## start

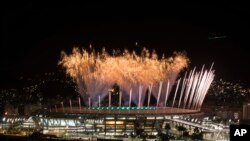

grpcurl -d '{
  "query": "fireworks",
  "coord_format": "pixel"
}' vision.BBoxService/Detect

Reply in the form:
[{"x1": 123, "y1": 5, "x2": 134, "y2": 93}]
[{"x1": 59, "y1": 48, "x2": 189, "y2": 106}]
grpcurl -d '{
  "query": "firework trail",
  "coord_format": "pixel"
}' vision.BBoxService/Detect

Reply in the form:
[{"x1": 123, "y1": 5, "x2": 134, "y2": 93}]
[{"x1": 59, "y1": 48, "x2": 188, "y2": 106}]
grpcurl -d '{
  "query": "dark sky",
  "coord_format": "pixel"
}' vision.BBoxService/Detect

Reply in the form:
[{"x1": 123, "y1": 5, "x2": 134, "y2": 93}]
[{"x1": 0, "y1": 2, "x2": 250, "y2": 84}]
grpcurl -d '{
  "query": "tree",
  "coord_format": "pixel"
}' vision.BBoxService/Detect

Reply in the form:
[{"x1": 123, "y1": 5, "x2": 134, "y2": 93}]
[{"x1": 165, "y1": 123, "x2": 171, "y2": 134}]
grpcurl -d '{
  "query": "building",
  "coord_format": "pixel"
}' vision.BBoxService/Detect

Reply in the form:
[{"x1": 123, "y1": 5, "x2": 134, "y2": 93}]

## end

### What the task asks
Can you write out all of the data above again, changing "dark sky" to "night sky" and keeping everything else the same? Leave the pictures out.

### In response
grpcurl -d '{
  "query": "fireworks",
  "coord_format": "pixel"
}' vision.BBoxService/Detect

Reply in the form:
[{"x1": 123, "y1": 5, "x2": 134, "y2": 93}]
[{"x1": 59, "y1": 48, "x2": 189, "y2": 106}]
grpcurl -d '{
  "query": "firework trail",
  "coord_format": "pixel"
}' vision.BBoxService/Detect

Reply in the form:
[{"x1": 123, "y1": 5, "x2": 134, "y2": 93}]
[{"x1": 59, "y1": 48, "x2": 188, "y2": 106}]
grpcurl -d '{
  "query": "night sky",
  "coord_format": "pixel"
}' vision.BBoxService/Detect

Reply in the form:
[{"x1": 123, "y1": 5, "x2": 134, "y2": 93}]
[{"x1": 0, "y1": 2, "x2": 250, "y2": 84}]
grpcurl -d '{
  "query": "tree",
  "coord_format": "pixel"
}' vision.BBoxService/Detect

Reply in the form:
[{"x1": 123, "y1": 5, "x2": 134, "y2": 93}]
[{"x1": 165, "y1": 123, "x2": 171, "y2": 134}]
grpcurl -d '{
  "query": "building",
  "coord_format": "pixel"
}' vision.BBoxService/Detect

Reply in the form:
[{"x1": 123, "y1": 5, "x2": 134, "y2": 93}]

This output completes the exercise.